* _What you are asked to do_
List every step number that appears in the power supply control text below, without repeating any.

─── Extracted text

And, after a predetermined time has elapsed (YES in step S204), the open/close execution
section 5055 uses the second switching section 508 and the communication section 504 to notify
the total ECU 600 that the prescribed time has elapsed (step S206). Upon receiving the
notification from the power supply control device 500, the total ECU 600 controls the open/close
section 700 to detach the electrical storage device 300 from the charge/discharge control device
400.
[0071 ] On the other hand, in the above step S204, so long as the prescribed time has not elapsed
(NO in step S204), the monitoring over the prescribed time in the above step S204 is continued
until the power supply 100 is reverted (YES in step S205).
[0072] In this way, processing for power supply control in Embodiment 2 of the present
invention is executed.
[0073] As explained above, by means of Embodiment 2 of the invention, when the power supply
100 is stopped, by putting the open/close section 700 into the open state after a prescribed
quantity of power has been supplied to the load device 200, the electrical storage device 300 can
reliably be prevented from falling into an overdischarge or other dangerous state, and the safety
of the electrical storage device 300 and of the power supply system 10 itself can be secured.

──────
─── Available data

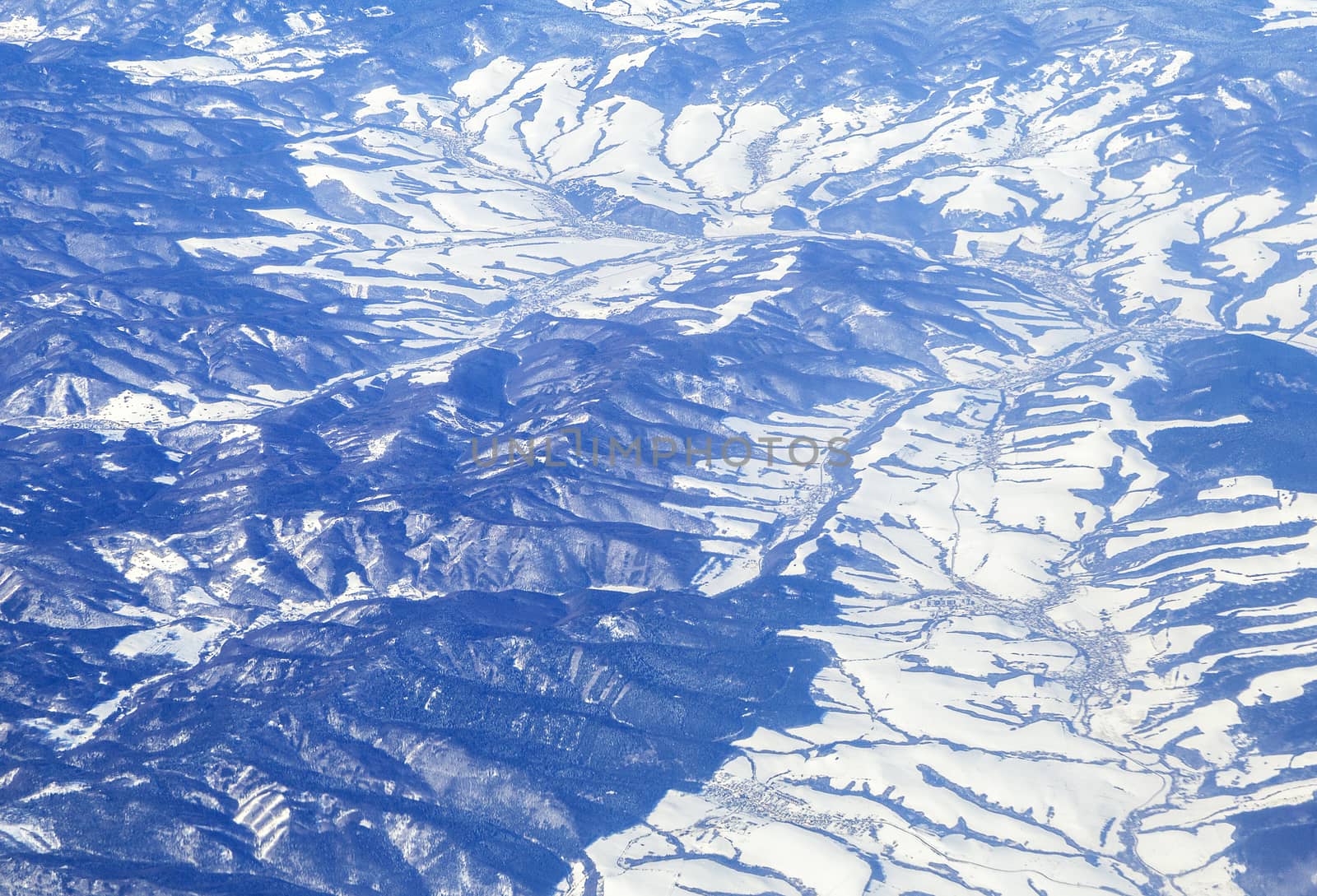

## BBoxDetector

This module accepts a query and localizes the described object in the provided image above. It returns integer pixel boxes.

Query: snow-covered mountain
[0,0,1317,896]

──────

* _Solved problem_
S204, S206, S205